Please copy out the whole listing below, word for word and line for line.

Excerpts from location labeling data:
Begin

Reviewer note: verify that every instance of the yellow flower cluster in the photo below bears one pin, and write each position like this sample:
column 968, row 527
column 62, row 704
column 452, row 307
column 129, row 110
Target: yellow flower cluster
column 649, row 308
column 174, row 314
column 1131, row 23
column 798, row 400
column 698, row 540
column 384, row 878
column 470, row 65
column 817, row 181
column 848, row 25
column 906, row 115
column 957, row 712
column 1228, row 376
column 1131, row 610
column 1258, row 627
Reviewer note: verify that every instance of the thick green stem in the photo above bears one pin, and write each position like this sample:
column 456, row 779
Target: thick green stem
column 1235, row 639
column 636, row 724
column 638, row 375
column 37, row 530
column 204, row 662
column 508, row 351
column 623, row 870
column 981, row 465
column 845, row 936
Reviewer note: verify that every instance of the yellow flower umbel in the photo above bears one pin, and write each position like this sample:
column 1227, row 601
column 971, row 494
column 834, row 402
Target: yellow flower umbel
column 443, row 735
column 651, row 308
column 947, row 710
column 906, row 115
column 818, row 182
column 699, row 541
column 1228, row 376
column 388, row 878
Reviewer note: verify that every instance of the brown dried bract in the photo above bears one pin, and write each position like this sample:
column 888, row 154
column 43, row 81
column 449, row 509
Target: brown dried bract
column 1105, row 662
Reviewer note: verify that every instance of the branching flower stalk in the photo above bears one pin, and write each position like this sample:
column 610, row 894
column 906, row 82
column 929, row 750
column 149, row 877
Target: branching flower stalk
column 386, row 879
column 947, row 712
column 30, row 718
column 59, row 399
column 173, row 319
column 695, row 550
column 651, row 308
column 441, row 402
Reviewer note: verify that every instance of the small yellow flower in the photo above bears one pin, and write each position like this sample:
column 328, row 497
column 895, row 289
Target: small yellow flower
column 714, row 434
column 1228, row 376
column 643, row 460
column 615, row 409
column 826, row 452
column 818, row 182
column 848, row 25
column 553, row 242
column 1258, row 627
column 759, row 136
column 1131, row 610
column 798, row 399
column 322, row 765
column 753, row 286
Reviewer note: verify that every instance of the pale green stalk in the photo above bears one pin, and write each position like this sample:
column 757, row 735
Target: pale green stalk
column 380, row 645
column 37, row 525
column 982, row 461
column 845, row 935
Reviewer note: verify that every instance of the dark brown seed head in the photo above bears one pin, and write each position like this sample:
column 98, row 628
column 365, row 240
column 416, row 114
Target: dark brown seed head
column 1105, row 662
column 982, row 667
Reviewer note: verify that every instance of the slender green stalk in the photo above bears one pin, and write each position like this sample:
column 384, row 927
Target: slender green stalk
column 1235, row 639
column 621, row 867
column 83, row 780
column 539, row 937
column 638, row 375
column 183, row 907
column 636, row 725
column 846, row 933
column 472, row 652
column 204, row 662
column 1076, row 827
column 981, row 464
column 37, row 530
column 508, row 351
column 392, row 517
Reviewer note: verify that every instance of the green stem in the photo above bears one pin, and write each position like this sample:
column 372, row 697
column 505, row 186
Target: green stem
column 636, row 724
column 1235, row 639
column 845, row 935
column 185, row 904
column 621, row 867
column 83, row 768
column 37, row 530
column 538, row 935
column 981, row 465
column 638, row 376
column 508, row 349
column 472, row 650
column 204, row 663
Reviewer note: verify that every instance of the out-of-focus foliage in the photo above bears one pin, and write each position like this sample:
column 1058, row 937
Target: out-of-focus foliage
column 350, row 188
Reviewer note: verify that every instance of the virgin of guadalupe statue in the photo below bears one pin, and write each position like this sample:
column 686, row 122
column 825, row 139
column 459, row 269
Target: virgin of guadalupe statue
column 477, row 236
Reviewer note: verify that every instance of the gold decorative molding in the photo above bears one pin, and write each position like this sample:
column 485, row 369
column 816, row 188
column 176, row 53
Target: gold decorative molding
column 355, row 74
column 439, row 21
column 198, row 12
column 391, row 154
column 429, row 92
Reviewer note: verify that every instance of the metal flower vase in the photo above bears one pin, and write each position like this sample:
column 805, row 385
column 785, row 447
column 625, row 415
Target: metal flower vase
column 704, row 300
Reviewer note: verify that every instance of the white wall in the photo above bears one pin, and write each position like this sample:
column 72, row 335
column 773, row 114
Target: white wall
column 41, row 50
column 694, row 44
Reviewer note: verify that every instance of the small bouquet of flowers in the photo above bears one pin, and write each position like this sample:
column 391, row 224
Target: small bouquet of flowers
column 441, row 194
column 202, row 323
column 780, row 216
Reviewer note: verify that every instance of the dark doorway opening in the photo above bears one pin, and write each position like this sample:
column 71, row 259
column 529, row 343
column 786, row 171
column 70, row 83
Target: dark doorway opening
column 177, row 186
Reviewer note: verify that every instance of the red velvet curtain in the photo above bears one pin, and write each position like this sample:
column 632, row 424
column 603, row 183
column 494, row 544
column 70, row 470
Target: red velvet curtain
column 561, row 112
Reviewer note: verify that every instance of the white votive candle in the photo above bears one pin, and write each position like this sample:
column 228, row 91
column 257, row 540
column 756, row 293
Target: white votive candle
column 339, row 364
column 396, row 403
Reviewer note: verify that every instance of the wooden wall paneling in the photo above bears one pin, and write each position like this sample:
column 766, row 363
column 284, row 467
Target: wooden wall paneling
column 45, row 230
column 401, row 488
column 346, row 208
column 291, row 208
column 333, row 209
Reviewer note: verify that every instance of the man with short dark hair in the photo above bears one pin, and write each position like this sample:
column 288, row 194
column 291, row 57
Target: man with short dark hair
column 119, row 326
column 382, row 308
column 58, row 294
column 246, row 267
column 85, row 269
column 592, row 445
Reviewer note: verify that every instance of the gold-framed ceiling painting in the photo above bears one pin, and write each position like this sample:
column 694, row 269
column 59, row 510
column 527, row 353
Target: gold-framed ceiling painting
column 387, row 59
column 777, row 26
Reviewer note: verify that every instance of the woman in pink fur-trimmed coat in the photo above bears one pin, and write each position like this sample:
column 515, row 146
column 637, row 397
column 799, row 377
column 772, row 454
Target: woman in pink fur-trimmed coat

End

● Exercise response:
Reviewer note: verify that every instance of the yellow flower cluster in the photo below bears one pin, and write each position like this sample:
column 968, row 527
column 62, row 704
column 452, row 307
column 129, row 110
Target: yellow flower cluster
column 649, row 308
column 174, row 314
column 1131, row 23
column 798, row 400
column 698, row 540
column 384, row 878
column 470, row 65
column 817, row 181
column 848, row 25
column 906, row 115
column 957, row 712
column 1228, row 376
column 1131, row 610
column 1258, row 627
Reviewer note: verify that every instance of the thick green stem in the photo above bears one pin, and write each position like this sample:
column 456, row 779
Target: thick green stem
column 1235, row 639
column 636, row 724
column 638, row 375
column 37, row 530
column 204, row 662
column 508, row 351
column 623, row 870
column 981, row 465
column 845, row 936
Reviewer note: verify that every instance of the yellow flower umbel in the photo above bears one pin, and write each position like this sample:
column 1227, row 601
column 971, row 494
column 834, row 402
Target: yellow flower umbel
column 443, row 735
column 651, row 308
column 947, row 710
column 906, row 115
column 818, row 182
column 699, row 541
column 1228, row 376
column 388, row 878
Reviewer note: verify that every instance of the brown dried bract in the photo above bears one pin, and write each position like this sample:
column 888, row 154
column 43, row 81
column 449, row 509
Target: brown dried bract
column 1105, row 662
Reviewer note: verify that every instance of the branching flower stalk in the photo above bears one pin, and write each position like this sample:
column 610, row 894
column 906, row 82
column 929, row 750
column 149, row 877
Target: branching flower stalk
column 386, row 879
column 947, row 712
column 30, row 718
column 59, row 399
column 173, row 319
column 695, row 550
column 651, row 308
column 441, row 402
Reviewer note: verify that every instance of the small yellow flower in the photo above bears one pin, and write each position like this sample:
column 328, row 497
column 895, row 289
Target: small yellow flower
column 714, row 434
column 1228, row 376
column 643, row 460
column 615, row 409
column 826, row 452
column 818, row 182
column 848, row 25
column 553, row 242
column 1258, row 627
column 759, row 136
column 1131, row 610
column 798, row 399
column 322, row 765
column 753, row 286
Reviewer note: verify that every instance of the pale green stalk in the photo above bears one pin, and write each position like this sample:
column 757, row 735
Target: pale green stalk
column 380, row 645
column 37, row 525
column 982, row 461
column 845, row 935
Reviewer note: verify that every instance of the dark brown seed head in the photo above bears one pin, and write each position like this sample:
column 98, row 628
column 365, row 240
column 416, row 114
Target: dark brown seed head
column 1105, row 662
column 982, row 667
Reviewer note: verify that every instance of the slender green stalk in the photo above bears one pin, and write each position like this sample:
column 384, row 927
Target: slender green stalk
column 1235, row 639
column 621, row 867
column 83, row 780
column 539, row 937
column 638, row 375
column 183, row 907
column 636, row 725
column 846, row 933
column 472, row 652
column 204, row 662
column 1076, row 827
column 981, row 464
column 37, row 530
column 508, row 351
column 392, row 517
Reviewer note: verify that every instance of the green stem in the photo above bears one pin, and write each position like this sample:
column 372, row 697
column 505, row 186
Target: green stem
column 636, row 724
column 1235, row 639
column 845, row 935
column 185, row 904
column 621, row 867
column 83, row 768
column 37, row 530
column 538, row 935
column 981, row 465
column 638, row 376
column 508, row 349
column 472, row 650
column 204, row 663
Reviewer note: verify that every instance of the out-of-focus foliage in the photo above bears one pin, and write each position like this sample:
column 1058, row 937
Target: out-of-focus foliage
column 350, row 188
Reviewer note: verify that every instance of the virgin of guadalupe statue in the photo below bears one pin, and write each position like this sample:
column 686, row 122
column 825, row 139
column 459, row 269
Target: virgin of guadalupe statue
column 477, row 236
Reviewer note: verify that every instance of the gold decorative molding in the photo above bears one pin, and write each position like this sample:
column 485, row 369
column 816, row 188
column 176, row 53
Target: gold decorative molding
column 355, row 74
column 439, row 21
column 198, row 12
column 391, row 154
column 429, row 92
Reviewer note: verify that every instance of the metal flower vase in the photo above bears one pin, and write each position like this sample:
column 805, row 385
column 785, row 447
column 625, row 415
Target: metal flower vase
column 704, row 300
Reviewer note: verify that every instance of the white wall in the photo above bears one pin, and write each position like this sample:
column 72, row 335
column 773, row 114
Target: white wall
column 41, row 50
column 694, row 44
Reviewer note: verify that every instance of the small bouquet of flowers in the photo above bears one pin, and write each position like this sample:
column 391, row 224
Target: small bouquet of flowers
column 441, row 194
column 202, row 323
column 780, row 216
Reviewer note: verify that every instance of the dark doorway opening in the photo above bears one pin, and write each position like this sample:
column 71, row 259
column 529, row 343
column 786, row 171
column 70, row 83
Target: dark doorway opening
column 177, row 186
Reviewer note: verify that every instance of the red velvet curtain in the photo above bears one pin, and write each position like this sample:
column 632, row 424
column 603, row 183
column 494, row 544
column 70, row 470
Target: red velvet curtain
column 561, row 112
Reviewer note: verify that every instance of the white votive candle in the photo above bears one pin, and write each position like this sample:
column 228, row 91
column 257, row 540
column 756, row 293
Target: white votive candle
column 339, row 364
column 396, row 403
Reviewer note: verify that every instance of the wooden wall paneling in the photo above bears one pin, and write each position like this sample:
column 766, row 363
column 284, row 467
Target: wooden wall paneling
column 45, row 230
column 401, row 488
column 346, row 208
column 291, row 208
column 333, row 209
Reviewer note: verify that every instance of the man with short dark hair in the photo above bears one pin, and write each position like this sample:
column 288, row 194
column 291, row 57
Target: man with short dark hair
column 119, row 326
column 382, row 308
column 58, row 294
column 246, row 267
column 85, row 269
column 592, row 445
Reviewer note: verify that every instance of the gold-framed ceiling painting in the photo above bears one pin, and write each position like this sample:
column 694, row 269
column 59, row 510
column 527, row 353
Target: gold-framed ceiling painting
column 387, row 59
column 777, row 26
Reviewer note: verify that every instance of the woman in pink fur-trimmed coat in the photo above bears one pin, and write each position like this sample:
column 515, row 146
column 637, row 397
column 799, row 377
column 772, row 454
Target: woman in pink fur-trimmed coat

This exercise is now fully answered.